Dataset entries
- - -
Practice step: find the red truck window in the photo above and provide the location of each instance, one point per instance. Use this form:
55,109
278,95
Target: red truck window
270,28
- - -
▶ **What to produce**: Give back all of the entries above, unchanged in every word.

▶ **Final answer**:
Practice step: find the red truck window in the photo above and provide the location of each instance, one point per instance. Use this form:
55,109
278,95
Target: red truck window
270,28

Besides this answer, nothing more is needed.